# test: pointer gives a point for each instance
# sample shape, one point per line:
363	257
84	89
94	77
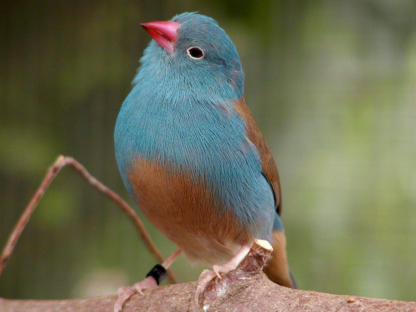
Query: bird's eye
195	53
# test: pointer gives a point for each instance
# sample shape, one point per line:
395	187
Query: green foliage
331	84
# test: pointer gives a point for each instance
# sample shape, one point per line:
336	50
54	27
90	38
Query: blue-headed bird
190	153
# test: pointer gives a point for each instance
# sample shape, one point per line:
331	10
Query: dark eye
195	53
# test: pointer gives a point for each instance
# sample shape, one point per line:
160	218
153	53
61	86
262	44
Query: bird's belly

==============================

Repeat the data exactly. Pictures should not appear.

# test: pointer gives a point for each instance
# sample shape, one point per line:
363	257
84	89
94	77
Query: bird's eye
195	53
# test: pointer gives a point for each instance
# sample shape, one point per line:
395	187
Query: green foliage
331	84
# test: pointer gives a point for each instance
# sample shape, one point per line:
336	50
54	27
90	38
Query: blue-headed bird
190	153
# test: pointer gives a point for each instance
# sample shape, one point per line:
331	10
Query: dark eye
195	53
# test: pointer gives a point for each instance
# sample shape, one point per line:
160	218
153	53
61	86
262	44
Query: bird's belly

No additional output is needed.